§ **PROBLEM TO SOLVE**: Looking through the entries, count each line where the string "every" occurs, and write only the total.

§ **DATA RECORDS**:
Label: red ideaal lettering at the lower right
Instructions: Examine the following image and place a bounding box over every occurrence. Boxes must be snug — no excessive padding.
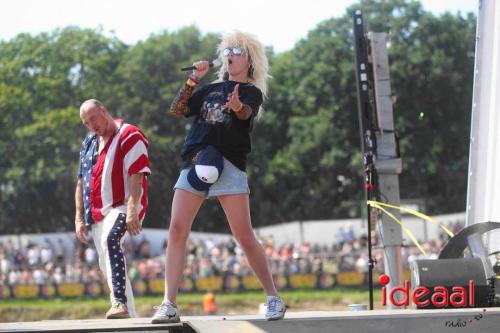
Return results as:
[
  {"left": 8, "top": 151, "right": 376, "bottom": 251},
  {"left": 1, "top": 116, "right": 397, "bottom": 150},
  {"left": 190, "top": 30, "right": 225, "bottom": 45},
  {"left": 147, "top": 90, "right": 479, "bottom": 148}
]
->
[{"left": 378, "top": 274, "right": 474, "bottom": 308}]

...

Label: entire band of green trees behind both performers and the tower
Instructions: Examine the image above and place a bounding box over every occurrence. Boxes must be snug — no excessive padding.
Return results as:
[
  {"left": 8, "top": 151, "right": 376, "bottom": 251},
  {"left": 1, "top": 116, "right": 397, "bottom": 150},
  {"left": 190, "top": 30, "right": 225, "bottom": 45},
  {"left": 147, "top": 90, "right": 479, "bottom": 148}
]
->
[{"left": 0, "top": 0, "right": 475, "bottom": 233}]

§ **ANSWER SECTION**: 2